> **Work to complete**: Print every line below. Match each one exactly.
■ ■ ■
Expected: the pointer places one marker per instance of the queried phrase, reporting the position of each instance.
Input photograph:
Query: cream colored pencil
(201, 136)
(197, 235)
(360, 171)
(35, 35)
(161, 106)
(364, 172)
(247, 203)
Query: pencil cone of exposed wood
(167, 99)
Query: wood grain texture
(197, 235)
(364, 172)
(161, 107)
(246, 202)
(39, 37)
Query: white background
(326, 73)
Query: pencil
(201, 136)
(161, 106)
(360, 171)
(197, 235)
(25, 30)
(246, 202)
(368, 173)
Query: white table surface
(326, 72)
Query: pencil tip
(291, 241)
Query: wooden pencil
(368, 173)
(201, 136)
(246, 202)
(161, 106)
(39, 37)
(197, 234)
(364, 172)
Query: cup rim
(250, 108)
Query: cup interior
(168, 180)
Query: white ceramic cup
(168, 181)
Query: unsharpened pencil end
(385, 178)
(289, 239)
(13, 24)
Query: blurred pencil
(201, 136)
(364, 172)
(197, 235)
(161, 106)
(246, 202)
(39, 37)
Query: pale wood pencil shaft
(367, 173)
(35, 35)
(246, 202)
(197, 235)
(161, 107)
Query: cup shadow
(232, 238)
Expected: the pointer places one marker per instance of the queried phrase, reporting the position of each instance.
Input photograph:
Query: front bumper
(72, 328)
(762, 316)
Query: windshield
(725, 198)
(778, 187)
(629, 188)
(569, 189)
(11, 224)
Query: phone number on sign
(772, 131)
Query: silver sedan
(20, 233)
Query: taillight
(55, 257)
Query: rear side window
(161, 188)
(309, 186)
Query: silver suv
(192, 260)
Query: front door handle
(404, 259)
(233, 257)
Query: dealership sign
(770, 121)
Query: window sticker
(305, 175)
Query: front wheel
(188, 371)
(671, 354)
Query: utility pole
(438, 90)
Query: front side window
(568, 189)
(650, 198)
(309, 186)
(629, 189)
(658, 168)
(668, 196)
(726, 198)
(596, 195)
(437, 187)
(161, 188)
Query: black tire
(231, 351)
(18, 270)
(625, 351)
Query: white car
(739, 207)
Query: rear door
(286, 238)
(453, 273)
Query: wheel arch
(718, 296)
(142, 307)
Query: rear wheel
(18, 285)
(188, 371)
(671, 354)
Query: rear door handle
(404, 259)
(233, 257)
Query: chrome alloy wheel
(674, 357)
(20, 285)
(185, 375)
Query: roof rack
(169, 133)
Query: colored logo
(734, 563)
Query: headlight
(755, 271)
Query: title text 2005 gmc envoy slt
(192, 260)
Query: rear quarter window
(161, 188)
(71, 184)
■ ■ ■
> **Finished exercise**:
Expected: the pointer places one marker per instance of the queried phrase, reporting the position of each instance.
Input photograph:
Query: cream colored pencil
(201, 136)
(197, 235)
(360, 171)
(35, 35)
(161, 106)
(364, 172)
(247, 203)
Query: pencil cone of exposed wood
(167, 99)
Query: wood grain texture
(197, 235)
(364, 172)
(161, 107)
(246, 202)
(39, 37)
Query: white background
(326, 73)
Query: pencil
(201, 136)
(161, 106)
(360, 171)
(197, 235)
(25, 30)
(246, 202)
(368, 173)
Query: white table surface
(326, 72)
Query: pencil tip
(291, 241)
Query: wooden pencil
(368, 173)
(201, 136)
(246, 202)
(161, 106)
(39, 37)
(197, 234)
(364, 172)
Query: cup rim
(250, 108)
Query: cup interior
(168, 180)
Query: white ceramic cup
(168, 181)
Query: unsharpened pencil end
(385, 178)
(289, 239)
(13, 24)
Query: blurred pencil
(201, 136)
(364, 172)
(197, 235)
(161, 106)
(246, 202)
(39, 37)
Query: pale wood pencil shaft
(367, 173)
(35, 35)
(246, 202)
(197, 235)
(161, 107)
Query: cup shadow
(232, 238)
Expected: the pointer places one marker per instance of the queried phrase, reporting the position of each instance.
Input photograph:
Query: front bumper
(72, 328)
(762, 316)
Query: windshield
(725, 198)
(778, 187)
(629, 188)
(569, 189)
(11, 224)
Query: phone number on sign
(772, 131)
Query: silver sedan
(20, 233)
Query: taillight
(55, 257)
Query: rear side window
(161, 188)
(309, 186)
Query: silver suv
(192, 260)
Query: front door handle
(404, 259)
(233, 257)
Query: dealership sign
(770, 121)
Query: window sticker
(305, 175)
Query: front wheel
(188, 371)
(671, 354)
Query: utility pole
(438, 90)
Query: front side window
(568, 189)
(650, 198)
(309, 186)
(629, 189)
(658, 168)
(668, 196)
(726, 198)
(596, 195)
(437, 187)
(161, 188)
Query: black tire
(231, 351)
(18, 270)
(625, 351)
Query: white car
(739, 207)
Query: rear door
(286, 238)
(453, 273)
Query: wheel arch
(718, 296)
(142, 307)
Query: rear wheel
(18, 285)
(188, 371)
(671, 354)
Query: rear door handle
(404, 259)
(233, 257)
Query: chrome alloy wheel
(674, 357)
(20, 285)
(185, 375)
Query: roof rack
(169, 133)
Query: colored logo
(734, 563)
Query: headlight
(755, 271)
Query: title text 2005 gmc envoy slt
(192, 260)
Query: rear quarter window
(161, 188)
(71, 184)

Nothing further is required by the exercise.